(RECORDS FOR THE EXERCISE)

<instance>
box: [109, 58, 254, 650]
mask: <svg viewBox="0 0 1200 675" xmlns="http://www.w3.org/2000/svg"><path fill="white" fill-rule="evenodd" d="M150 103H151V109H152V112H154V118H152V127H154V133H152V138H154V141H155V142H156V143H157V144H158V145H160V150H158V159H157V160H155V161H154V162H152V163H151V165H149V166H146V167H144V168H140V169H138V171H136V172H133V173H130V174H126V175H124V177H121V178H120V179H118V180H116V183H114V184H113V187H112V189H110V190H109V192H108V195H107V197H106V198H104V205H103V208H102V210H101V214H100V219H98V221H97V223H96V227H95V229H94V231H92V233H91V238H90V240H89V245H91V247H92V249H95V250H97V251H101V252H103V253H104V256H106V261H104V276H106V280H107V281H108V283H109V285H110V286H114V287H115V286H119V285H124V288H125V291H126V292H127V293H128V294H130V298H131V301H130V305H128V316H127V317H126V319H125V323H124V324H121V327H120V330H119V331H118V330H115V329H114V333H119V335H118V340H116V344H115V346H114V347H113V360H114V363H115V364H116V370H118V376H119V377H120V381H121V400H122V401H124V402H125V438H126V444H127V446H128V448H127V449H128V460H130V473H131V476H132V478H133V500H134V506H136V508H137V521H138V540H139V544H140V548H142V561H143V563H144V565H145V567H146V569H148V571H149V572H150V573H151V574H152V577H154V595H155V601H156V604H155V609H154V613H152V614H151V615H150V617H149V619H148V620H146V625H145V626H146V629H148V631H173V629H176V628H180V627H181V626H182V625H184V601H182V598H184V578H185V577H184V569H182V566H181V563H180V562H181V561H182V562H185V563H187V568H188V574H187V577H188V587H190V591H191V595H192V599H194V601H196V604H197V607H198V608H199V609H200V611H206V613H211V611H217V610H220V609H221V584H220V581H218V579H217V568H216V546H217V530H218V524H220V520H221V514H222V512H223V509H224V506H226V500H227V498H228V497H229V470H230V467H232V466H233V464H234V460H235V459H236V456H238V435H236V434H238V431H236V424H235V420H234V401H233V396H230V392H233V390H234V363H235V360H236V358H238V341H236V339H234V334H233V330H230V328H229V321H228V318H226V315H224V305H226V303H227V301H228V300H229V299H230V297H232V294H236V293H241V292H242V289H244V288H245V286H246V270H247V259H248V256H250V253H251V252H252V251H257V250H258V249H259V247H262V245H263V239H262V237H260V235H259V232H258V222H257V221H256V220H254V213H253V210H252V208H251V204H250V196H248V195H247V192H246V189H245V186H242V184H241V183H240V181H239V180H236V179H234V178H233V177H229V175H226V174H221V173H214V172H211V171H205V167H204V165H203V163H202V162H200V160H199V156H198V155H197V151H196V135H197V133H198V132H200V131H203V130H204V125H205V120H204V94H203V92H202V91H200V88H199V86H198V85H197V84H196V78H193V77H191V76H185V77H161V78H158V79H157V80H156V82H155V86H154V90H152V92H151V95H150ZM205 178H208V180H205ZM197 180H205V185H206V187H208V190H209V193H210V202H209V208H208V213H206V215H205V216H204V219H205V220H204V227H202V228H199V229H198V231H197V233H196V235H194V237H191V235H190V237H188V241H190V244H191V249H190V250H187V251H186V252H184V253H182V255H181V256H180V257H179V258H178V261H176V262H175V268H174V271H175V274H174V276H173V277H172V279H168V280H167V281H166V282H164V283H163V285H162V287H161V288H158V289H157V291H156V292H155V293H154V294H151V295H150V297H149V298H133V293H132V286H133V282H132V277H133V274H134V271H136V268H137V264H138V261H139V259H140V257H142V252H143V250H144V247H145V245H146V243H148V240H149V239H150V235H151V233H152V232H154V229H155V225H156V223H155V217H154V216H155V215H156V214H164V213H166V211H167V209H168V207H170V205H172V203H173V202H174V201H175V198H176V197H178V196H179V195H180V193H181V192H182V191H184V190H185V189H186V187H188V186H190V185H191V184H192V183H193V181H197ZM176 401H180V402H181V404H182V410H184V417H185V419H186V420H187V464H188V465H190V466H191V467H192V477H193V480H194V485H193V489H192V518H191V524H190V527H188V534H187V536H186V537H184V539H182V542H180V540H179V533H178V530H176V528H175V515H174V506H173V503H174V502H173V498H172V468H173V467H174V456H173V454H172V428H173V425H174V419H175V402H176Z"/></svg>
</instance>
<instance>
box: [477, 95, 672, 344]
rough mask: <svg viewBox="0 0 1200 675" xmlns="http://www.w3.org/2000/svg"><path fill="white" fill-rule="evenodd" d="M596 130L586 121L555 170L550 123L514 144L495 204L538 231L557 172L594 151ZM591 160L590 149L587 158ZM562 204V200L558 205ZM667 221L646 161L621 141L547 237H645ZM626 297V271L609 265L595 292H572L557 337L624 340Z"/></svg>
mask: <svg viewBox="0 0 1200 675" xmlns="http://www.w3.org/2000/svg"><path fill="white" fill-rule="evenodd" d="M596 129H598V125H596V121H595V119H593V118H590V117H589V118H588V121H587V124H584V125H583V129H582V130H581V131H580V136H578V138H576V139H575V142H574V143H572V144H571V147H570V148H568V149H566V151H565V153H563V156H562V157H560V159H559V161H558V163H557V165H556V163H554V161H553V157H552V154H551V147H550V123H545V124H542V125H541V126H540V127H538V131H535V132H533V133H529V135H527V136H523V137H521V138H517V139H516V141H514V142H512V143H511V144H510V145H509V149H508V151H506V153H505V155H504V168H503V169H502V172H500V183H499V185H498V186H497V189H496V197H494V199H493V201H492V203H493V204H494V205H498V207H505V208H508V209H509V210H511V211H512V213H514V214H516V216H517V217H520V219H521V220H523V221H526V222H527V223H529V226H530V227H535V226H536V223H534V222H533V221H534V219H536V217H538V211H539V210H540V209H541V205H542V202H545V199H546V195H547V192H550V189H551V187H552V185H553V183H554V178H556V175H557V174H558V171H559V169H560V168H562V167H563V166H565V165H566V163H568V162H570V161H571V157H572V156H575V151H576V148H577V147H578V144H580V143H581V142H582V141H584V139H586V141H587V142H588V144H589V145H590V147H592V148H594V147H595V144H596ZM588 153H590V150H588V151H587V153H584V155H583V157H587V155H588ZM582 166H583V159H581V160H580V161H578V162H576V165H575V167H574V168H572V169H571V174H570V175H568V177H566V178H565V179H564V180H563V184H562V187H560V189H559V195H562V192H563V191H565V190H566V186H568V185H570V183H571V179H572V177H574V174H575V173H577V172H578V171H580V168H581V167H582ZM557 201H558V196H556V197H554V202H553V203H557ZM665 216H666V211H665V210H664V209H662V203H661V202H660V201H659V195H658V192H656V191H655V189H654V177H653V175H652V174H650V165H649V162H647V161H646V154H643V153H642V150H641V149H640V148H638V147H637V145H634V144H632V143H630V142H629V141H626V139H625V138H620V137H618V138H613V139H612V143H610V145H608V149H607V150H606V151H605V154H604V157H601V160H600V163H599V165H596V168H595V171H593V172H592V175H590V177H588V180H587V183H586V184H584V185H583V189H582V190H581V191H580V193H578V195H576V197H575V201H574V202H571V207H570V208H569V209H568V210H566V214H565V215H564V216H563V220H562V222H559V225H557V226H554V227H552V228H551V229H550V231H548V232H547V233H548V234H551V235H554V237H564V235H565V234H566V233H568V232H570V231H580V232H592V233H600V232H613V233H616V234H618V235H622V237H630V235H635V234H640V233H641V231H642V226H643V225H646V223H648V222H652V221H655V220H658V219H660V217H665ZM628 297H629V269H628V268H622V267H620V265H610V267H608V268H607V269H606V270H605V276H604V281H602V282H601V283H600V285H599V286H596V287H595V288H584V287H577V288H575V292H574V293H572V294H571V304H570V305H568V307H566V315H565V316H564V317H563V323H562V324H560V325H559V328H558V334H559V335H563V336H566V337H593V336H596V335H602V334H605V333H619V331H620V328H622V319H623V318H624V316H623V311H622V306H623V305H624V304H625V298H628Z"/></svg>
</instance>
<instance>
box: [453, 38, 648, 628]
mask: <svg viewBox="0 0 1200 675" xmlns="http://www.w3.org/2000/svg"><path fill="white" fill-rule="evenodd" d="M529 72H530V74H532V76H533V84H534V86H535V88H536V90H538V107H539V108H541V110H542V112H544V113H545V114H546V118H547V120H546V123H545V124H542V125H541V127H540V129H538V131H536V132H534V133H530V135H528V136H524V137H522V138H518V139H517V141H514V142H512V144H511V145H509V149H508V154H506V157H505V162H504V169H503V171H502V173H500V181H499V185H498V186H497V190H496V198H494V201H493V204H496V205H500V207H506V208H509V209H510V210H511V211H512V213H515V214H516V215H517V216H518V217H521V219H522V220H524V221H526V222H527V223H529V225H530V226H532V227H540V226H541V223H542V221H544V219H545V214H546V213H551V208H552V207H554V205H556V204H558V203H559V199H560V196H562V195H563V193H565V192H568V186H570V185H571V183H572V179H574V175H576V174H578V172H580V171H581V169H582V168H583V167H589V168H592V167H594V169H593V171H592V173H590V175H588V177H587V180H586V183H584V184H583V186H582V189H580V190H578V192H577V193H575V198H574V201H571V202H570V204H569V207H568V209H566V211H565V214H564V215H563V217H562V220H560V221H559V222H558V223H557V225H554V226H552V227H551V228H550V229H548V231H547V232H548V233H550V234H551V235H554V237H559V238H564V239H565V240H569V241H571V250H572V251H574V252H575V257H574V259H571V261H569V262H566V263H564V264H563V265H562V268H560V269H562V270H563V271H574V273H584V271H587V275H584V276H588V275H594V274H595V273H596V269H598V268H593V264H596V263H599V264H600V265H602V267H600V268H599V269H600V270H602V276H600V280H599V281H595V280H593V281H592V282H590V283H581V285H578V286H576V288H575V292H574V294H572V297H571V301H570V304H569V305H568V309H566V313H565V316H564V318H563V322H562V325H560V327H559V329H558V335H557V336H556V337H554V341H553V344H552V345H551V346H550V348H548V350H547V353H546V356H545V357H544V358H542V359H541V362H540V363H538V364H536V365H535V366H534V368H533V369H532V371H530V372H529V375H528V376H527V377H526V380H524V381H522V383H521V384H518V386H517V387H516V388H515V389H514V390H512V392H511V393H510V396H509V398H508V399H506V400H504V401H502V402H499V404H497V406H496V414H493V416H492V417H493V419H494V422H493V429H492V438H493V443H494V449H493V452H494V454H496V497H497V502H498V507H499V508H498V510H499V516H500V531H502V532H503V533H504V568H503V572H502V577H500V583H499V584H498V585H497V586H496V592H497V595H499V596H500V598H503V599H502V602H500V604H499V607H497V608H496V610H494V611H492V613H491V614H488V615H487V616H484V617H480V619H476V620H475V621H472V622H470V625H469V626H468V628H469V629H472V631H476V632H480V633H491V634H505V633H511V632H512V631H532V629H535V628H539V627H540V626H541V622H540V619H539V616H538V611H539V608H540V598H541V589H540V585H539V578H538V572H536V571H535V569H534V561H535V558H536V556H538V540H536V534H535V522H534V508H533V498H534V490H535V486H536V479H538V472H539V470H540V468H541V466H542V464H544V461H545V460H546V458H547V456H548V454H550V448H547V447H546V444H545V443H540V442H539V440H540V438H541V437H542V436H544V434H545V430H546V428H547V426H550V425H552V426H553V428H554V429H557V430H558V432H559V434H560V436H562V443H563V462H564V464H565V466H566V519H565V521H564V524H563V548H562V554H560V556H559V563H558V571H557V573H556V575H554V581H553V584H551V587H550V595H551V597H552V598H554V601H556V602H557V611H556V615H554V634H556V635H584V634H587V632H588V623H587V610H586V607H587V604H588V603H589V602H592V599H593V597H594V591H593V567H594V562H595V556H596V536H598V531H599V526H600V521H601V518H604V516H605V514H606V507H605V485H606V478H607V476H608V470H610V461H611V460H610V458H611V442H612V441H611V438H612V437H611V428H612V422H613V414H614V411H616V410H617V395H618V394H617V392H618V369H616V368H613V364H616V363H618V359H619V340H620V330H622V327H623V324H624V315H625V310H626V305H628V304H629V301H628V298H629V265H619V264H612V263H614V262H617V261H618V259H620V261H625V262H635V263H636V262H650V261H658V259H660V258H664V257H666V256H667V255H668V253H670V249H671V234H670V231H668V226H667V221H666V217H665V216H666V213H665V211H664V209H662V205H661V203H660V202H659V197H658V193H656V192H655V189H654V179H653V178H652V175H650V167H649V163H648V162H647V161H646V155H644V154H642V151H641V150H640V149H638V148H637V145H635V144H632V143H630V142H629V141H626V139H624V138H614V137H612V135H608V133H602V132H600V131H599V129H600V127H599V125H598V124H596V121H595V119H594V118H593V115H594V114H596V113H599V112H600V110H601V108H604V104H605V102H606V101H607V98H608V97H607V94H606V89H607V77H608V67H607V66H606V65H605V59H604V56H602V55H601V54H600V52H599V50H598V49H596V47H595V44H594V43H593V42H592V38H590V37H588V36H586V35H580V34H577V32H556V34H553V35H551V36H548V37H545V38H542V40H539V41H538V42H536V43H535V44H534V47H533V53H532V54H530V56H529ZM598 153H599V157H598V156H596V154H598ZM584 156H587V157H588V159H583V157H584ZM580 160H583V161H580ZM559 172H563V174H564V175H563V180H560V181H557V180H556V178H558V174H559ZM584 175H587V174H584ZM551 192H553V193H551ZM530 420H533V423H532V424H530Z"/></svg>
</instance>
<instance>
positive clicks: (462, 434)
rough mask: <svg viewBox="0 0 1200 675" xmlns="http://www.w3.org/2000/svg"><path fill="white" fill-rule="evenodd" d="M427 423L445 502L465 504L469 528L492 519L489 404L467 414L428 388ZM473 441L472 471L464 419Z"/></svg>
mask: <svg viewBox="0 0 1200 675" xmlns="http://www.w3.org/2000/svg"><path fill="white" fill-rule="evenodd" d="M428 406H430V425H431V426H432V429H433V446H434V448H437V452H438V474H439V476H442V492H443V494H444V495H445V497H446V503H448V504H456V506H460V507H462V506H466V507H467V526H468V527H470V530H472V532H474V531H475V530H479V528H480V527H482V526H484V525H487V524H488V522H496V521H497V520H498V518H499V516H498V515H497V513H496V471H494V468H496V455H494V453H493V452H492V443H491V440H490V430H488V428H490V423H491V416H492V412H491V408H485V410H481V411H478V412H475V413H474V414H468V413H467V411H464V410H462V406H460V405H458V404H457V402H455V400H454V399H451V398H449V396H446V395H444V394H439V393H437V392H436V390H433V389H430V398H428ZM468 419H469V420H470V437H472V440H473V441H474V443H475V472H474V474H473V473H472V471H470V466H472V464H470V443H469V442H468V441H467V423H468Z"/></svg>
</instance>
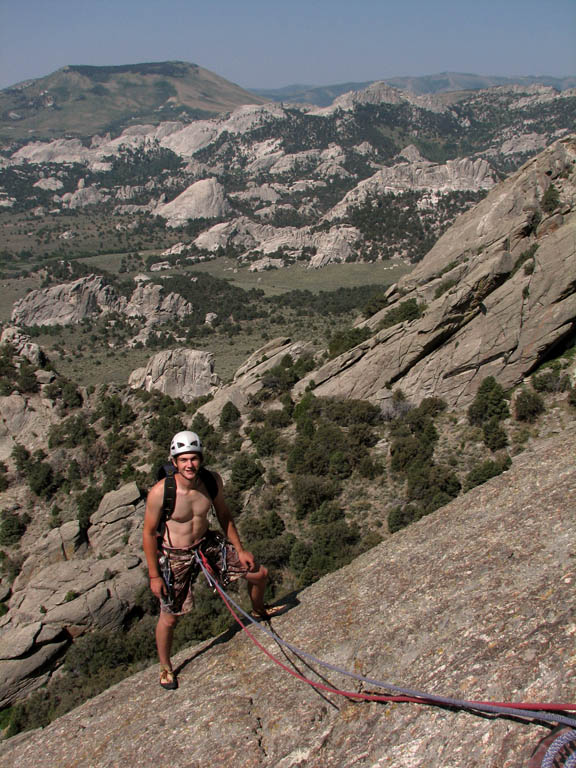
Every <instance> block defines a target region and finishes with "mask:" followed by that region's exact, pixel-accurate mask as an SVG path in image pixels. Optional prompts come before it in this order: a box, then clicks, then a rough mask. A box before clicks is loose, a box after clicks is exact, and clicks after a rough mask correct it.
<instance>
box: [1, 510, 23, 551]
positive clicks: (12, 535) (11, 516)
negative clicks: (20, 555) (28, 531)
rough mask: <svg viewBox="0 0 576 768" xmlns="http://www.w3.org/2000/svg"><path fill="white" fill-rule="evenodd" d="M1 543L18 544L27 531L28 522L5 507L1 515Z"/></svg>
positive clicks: (16, 514) (10, 546) (7, 543)
mask: <svg viewBox="0 0 576 768" xmlns="http://www.w3.org/2000/svg"><path fill="white" fill-rule="evenodd" d="M0 520H1V522H0V544H3V545H5V546H7V547H11V546H12V545H14V544H17V543H18V542H19V541H20V539H21V538H22V536H23V535H24V532H25V531H26V522H25V521H24V520H23V519H22V518H20V517H19V516H18V515H17V514H15V513H14V512H10V511H8V510H7V509H5V510H4V511H3V512H2V515H1V517H0Z"/></svg>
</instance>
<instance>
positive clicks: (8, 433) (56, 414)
mask: <svg viewBox="0 0 576 768" xmlns="http://www.w3.org/2000/svg"><path fill="white" fill-rule="evenodd" d="M60 420H61V417H60V416H59V415H58V413H57V411H56V408H55V407H54V403H53V402H52V400H49V399H47V398H44V397H41V396H40V395H21V394H18V393H17V392H13V393H12V394H11V395H7V396H5V397H0V461H6V459H8V458H9V456H10V454H11V453H12V451H13V450H14V446H15V445H16V444H17V443H19V444H20V445H25V446H26V447H27V448H28V450H29V451H31V452H32V453H33V452H34V451H37V450H40V449H44V448H45V447H46V444H47V441H48V433H49V431H50V427H51V426H52V424H57V423H59V422H60Z"/></svg>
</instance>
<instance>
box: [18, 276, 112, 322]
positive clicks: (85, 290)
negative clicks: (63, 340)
mask: <svg viewBox="0 0 576 768" xmlns="http://www.w3.org/2000/svg"><path fill="white" fill-rule="evenodd" d="M125 306H126V299H124V298H123V297H120V296H118V294H117V293H116V291H115V290H114V289H113V288H112V286H110V285H107V284H106V282H105V281H104V278H102V277H99V276H98V275H88V276H87V277H81V278H79V279H78V280H74V281H73V282H71V283H62V284H59V285H53V286H50V287H49V288H41V289H38V290H35V291H30V293H28V294H27V295H26V296H24V298H22V299H19V300H18V301H16V302H15V303H14V307H13V310H12V322H13V323H15V324H16V325H68V324H69V323H80V322H82V320H83V319H84V318H86V317H97V316H98V315H101V314H105V313H107V312H121V311H122V310H123V309H124V307H125Z"/></svg>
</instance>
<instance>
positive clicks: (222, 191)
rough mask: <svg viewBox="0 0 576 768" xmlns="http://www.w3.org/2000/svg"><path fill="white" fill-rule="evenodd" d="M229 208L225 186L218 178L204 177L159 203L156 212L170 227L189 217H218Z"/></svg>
mask: <svg viewBox="0 0 576 768" xmlns="http://www.w3.org/2000/svg"><path fill="white" fill-rule="evenodd" d="M229 210H230V205H229V203H228V202H227V200H226V196H225V193H224V187H223V186H222V185H221V184H219V183H218V182H217V181H216V179H202V181H197V182H195V183H194V184H192V185H191V186H190V187H188V189H186V190H185V191H184V192H182V194H181V195H178V197H176V198H175V199H174V200H172V201H171V202H169V203H164V204H163V205H159V206H158V207H157V208H156V210H155V211H154V213H155V214H156V215H157V216H162V218H163V219H166V223H167V224H168V226H169V227H179V226H181V225H182V224H185V223H186V222H187V221H188V219H218V218H220V217H222V216H224V215H225V214H226V213H228V211H229Z"/></svg>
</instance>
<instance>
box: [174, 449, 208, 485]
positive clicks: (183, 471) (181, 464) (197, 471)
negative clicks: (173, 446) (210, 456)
mask: <svg viewBox="0 0 576 768" xmlns="http://www.w3.org/2000/svg"><path fill="white" fill-rule="evenodd" d="M173 461H174V464H175V466H176V469H177V470H178V472H179V473H180V474H181V475H182V477H184V478H186V479H187V480H193V479H194V478H195V477H196V475H197V473H198V470H199V469H200V465H201V464H202V455H201V454H199V453H181V454H180V456H176V458H175V459H173Z"/></svg>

(End RECORDS FOR THE EXERCISE)

TASK INSTRUCTIONS
Search the listing above for the lines with "negative clicks: (20, 555) (28, 531)" and "543L18 544L27 531L28", then output those lines and all lines between them exactly.

TASK SOLUTION
negative clicks: (20, 555) (28, 531)
rough mask: <svg viewBox="0 0 576 768" xmlns="http://www.w3.org/2000/svg"><path fill="white" fill-rule="evenodd" d="M1 543L18 544L27 531L28 522L5 507L1 515Z"/></svg>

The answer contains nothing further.